**Stored rows:**
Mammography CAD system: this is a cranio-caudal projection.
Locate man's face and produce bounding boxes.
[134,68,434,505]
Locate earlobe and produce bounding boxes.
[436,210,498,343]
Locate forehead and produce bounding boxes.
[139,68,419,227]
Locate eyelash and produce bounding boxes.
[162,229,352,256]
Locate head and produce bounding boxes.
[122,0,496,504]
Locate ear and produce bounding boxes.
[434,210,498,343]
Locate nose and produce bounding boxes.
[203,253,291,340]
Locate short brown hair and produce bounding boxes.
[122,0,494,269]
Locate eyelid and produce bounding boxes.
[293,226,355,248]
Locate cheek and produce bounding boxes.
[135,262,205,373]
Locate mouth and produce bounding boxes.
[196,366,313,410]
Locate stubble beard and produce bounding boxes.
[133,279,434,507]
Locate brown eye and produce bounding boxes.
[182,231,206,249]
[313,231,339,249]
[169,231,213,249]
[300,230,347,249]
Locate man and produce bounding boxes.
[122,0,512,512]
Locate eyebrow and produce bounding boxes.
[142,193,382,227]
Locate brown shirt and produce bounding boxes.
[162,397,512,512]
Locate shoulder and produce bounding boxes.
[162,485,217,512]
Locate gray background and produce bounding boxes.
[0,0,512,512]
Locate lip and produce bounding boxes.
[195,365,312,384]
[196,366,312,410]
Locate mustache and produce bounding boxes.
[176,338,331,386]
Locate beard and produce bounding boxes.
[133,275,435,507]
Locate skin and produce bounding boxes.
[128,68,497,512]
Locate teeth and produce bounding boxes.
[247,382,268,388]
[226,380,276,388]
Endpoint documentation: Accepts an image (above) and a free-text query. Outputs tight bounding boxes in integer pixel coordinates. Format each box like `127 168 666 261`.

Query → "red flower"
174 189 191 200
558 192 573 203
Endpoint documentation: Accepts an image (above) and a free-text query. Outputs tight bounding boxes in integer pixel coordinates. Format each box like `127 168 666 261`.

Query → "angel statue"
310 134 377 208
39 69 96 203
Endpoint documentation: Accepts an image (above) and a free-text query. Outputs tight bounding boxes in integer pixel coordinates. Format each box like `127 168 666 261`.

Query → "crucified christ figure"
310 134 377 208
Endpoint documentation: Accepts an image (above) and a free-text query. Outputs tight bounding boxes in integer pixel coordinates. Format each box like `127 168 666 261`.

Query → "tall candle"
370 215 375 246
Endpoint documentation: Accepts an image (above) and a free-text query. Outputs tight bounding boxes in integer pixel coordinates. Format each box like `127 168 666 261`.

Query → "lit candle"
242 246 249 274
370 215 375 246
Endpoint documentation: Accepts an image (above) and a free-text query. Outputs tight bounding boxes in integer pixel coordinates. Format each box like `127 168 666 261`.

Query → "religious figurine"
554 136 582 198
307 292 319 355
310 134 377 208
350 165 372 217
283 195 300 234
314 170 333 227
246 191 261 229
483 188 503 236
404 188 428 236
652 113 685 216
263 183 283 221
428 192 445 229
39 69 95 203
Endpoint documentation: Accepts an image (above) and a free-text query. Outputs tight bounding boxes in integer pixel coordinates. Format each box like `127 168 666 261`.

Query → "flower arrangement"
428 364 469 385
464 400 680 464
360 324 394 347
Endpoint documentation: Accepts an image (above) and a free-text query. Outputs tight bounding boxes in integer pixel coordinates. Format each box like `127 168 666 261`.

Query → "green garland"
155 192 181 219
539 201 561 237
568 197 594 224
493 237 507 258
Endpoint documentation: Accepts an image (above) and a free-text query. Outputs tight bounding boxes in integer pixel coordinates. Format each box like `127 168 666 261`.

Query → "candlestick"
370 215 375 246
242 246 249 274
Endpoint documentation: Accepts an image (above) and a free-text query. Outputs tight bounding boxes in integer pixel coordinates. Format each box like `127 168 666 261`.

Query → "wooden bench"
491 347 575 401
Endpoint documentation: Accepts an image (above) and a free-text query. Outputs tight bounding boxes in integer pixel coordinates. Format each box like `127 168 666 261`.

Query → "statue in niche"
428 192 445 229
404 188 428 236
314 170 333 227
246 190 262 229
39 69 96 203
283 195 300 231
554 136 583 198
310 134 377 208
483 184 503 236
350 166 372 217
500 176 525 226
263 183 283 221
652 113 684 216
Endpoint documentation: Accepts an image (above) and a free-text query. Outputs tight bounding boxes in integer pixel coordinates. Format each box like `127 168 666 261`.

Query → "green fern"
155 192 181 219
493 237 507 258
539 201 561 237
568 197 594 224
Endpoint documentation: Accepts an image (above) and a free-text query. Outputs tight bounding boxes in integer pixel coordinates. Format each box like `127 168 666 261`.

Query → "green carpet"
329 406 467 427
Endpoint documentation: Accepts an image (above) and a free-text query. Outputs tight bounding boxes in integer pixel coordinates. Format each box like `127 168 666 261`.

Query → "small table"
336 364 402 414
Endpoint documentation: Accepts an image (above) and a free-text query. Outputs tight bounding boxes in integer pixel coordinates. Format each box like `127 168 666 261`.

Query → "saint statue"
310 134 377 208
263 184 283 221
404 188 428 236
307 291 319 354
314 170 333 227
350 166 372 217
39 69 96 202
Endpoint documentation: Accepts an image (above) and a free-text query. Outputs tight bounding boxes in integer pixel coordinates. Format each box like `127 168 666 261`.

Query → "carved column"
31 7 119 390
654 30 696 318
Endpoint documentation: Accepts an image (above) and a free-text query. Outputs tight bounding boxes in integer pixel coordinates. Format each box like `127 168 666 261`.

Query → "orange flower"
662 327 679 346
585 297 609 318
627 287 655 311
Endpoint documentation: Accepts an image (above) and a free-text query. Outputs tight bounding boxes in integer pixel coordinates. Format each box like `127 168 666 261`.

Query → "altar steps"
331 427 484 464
---
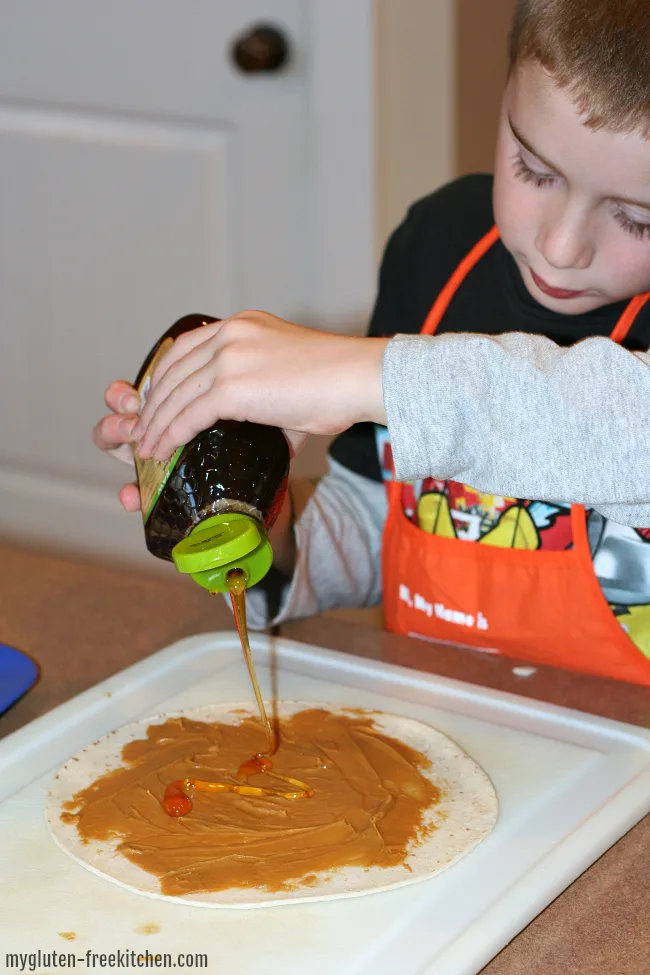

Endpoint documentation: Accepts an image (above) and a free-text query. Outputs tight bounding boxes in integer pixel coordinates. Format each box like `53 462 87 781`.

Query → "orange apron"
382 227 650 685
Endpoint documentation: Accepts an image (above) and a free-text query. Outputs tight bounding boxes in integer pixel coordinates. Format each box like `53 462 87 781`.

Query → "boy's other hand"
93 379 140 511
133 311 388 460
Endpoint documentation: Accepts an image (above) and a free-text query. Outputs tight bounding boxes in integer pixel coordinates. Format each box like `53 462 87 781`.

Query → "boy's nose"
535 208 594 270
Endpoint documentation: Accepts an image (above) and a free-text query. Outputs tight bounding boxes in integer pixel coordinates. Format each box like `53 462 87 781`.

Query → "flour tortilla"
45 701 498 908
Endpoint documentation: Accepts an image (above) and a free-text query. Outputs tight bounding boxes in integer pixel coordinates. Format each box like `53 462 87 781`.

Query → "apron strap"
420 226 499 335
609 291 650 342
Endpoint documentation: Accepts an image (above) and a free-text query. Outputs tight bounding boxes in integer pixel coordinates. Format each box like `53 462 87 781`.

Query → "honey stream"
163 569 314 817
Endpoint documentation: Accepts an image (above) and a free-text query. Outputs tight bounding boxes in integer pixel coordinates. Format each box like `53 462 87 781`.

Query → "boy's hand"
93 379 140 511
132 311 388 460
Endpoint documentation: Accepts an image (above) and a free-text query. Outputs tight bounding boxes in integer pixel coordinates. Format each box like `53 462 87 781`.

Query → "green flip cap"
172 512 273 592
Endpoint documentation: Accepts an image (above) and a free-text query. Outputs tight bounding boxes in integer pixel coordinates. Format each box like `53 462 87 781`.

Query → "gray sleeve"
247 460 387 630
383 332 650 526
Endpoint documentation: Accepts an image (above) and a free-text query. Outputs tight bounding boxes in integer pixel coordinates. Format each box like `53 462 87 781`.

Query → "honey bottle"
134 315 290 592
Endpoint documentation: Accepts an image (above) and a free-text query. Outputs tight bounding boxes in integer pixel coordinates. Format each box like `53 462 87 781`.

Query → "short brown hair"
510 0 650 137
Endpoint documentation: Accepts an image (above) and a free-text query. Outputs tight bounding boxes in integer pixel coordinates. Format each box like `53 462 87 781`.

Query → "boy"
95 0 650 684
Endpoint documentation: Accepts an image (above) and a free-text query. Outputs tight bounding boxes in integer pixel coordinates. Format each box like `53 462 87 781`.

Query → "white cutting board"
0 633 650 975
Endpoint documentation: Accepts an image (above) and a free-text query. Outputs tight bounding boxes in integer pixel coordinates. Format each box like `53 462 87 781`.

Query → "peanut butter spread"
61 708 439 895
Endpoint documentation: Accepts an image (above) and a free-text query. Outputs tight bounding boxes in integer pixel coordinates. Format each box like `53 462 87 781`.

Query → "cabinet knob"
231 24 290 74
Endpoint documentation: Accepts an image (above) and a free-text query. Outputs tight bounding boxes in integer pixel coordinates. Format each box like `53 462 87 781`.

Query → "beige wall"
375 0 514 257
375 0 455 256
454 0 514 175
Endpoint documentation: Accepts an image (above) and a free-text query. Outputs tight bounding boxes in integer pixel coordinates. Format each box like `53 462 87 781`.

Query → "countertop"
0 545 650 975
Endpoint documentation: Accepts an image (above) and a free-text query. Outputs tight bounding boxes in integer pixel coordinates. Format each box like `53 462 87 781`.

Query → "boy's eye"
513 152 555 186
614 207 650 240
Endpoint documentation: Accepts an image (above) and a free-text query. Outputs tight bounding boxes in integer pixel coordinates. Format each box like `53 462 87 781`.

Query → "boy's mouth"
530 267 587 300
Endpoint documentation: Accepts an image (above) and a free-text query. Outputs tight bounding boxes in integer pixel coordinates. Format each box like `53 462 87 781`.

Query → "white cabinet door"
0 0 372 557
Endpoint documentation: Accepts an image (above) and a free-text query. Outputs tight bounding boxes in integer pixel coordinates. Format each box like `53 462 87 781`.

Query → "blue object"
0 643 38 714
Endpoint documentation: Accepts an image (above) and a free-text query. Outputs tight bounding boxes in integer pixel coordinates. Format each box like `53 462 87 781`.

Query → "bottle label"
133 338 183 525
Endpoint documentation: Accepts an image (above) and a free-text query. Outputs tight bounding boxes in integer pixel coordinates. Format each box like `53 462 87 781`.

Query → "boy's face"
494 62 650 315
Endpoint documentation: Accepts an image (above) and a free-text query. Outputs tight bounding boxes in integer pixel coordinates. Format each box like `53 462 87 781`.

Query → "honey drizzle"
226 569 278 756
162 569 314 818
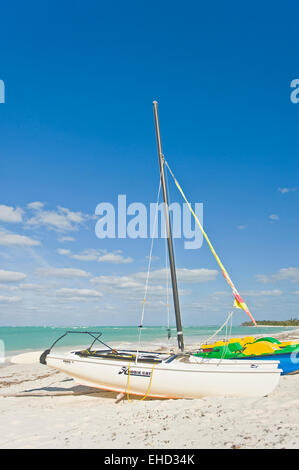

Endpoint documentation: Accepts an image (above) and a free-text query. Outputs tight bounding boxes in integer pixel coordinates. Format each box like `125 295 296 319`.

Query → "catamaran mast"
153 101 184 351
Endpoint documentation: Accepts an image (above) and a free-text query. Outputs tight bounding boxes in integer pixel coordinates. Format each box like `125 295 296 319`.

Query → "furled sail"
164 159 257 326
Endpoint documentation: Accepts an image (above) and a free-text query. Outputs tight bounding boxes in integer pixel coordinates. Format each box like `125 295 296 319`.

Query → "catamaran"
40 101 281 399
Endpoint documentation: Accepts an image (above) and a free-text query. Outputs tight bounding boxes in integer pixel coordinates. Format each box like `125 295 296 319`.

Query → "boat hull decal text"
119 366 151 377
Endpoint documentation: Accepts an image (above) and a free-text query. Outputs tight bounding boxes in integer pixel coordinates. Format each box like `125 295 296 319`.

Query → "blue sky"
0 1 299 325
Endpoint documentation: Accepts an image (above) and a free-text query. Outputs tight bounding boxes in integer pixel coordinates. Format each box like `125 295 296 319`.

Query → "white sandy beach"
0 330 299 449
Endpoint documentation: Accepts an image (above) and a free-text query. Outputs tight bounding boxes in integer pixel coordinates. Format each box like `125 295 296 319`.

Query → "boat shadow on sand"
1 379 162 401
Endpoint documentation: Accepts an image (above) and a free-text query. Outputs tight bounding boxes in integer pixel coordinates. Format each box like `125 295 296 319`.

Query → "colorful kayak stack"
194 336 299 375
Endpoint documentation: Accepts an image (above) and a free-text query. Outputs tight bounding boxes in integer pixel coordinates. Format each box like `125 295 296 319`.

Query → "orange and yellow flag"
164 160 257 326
* * *
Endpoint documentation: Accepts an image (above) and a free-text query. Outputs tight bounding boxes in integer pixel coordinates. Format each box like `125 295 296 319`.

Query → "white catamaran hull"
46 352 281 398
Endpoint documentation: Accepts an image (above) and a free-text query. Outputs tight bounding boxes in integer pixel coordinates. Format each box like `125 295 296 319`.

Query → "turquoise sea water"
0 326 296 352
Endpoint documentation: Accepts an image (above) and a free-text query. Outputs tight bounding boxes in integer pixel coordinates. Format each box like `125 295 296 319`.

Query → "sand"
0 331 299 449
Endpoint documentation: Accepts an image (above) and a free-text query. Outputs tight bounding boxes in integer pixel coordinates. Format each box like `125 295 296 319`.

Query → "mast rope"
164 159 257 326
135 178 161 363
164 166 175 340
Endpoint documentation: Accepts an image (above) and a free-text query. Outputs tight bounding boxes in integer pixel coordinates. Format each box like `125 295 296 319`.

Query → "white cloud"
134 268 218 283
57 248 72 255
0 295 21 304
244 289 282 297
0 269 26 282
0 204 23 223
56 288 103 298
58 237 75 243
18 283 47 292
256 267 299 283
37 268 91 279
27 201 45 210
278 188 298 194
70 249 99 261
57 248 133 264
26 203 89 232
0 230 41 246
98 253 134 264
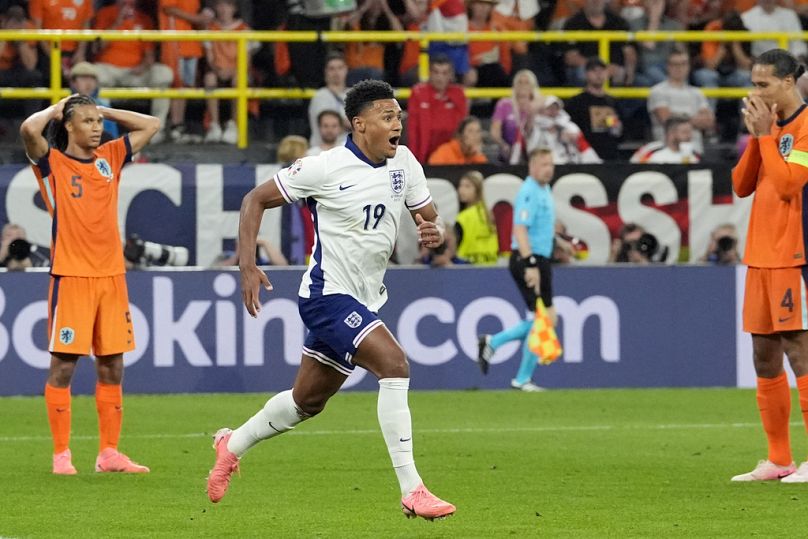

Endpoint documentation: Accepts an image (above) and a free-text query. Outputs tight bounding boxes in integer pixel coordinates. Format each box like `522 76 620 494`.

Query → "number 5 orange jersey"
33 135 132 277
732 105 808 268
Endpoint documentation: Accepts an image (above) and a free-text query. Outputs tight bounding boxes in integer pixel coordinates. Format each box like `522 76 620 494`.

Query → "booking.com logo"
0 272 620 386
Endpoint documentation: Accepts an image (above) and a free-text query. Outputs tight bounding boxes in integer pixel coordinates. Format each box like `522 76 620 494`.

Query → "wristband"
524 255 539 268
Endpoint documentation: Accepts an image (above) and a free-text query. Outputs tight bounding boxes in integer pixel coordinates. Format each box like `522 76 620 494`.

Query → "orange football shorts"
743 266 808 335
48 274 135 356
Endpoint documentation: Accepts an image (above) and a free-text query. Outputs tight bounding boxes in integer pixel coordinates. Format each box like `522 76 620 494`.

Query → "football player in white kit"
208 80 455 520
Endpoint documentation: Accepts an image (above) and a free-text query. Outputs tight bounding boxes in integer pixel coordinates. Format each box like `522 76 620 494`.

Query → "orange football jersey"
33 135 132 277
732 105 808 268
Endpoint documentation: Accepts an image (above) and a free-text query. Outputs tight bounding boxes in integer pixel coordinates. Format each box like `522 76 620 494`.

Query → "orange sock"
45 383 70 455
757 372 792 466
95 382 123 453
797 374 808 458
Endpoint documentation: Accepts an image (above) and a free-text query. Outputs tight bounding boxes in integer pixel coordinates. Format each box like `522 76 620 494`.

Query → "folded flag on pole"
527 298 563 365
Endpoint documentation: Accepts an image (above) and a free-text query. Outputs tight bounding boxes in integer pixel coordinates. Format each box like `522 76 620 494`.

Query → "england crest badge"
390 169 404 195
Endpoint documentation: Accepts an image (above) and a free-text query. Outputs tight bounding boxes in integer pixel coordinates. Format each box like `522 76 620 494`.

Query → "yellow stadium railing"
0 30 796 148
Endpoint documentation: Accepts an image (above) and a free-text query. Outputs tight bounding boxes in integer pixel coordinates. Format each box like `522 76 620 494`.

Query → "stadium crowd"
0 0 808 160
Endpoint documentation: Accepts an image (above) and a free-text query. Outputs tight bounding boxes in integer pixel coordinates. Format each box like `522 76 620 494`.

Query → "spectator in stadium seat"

**Stated exercise:** Please pull out every line in the records above that contains the string "boat", copying each line in full. Case counts, so match only that exact capitalization.

**Exercise response:**
Query → "boat hull decal text"
Query → "boat shadow on sand"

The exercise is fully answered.